### EXERCÍCIOS:
1. Transcreva o texto sobre o Benfica entre "Tenho 29 anos" e "sido outra coisa.", inclusive.
2. Responda às seguintes perguntas com base no texto sobre o Benfica.
(a) Que idade diz ter quem escreve?
(b) Que expressão entre aspas o texto apresenta como um logro agora exposto?
(c) Quem é que os da bancada mencionada não querem à frente do Benfica?

### TEXTO EXTRAÍDO:

——————————

Tenho 29 anos e sou sócio do Benfica há 25. Quando falo do Benfica, costumo começar assim, para que me poupem os “verdadeiros benfiquistas” às teorias da conspiração. Não sei o que é um “verdadeiro benfiquista”: eu sou só benfiquista, e nunca me lembro de ter sido outra coisa.
Hoje, com a equipa num caco, com o treinador na rua, com um plantel evidentemente diminuído e com o logro do “Benfica Europeu” devidamente exposto enquanto tal, não nos falta quem salte a cerca e venha ter aqui à bancada dos que não querem Luís Filipe Vieira à frente do Benfica. Sejam bem-vindos, estamos à vossa espera há muitos anos.

——————————

### DADOS FORNECIDOS:
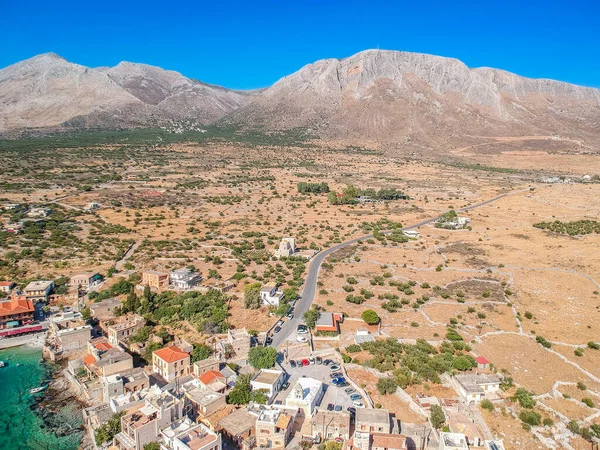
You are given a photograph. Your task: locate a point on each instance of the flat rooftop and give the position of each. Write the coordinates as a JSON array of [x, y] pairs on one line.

——————————

### RESPOSTAS:
1.
Tenho 29 anos e sou sócio do Benfica há 25. Quando falo do Benfica, costumo começar assim, para que me poupem os “verdadeiros benfiquistas” às teorias da conspiração. Não sei o que é um “verdadeiro benfiquista”: eu sou só benfiquista, e nunca me lembro de ter sido outra coisa.

2.
(a) 29 anos.
(b) "Benfica Europeu".
(c) Luís Filipe Vieira.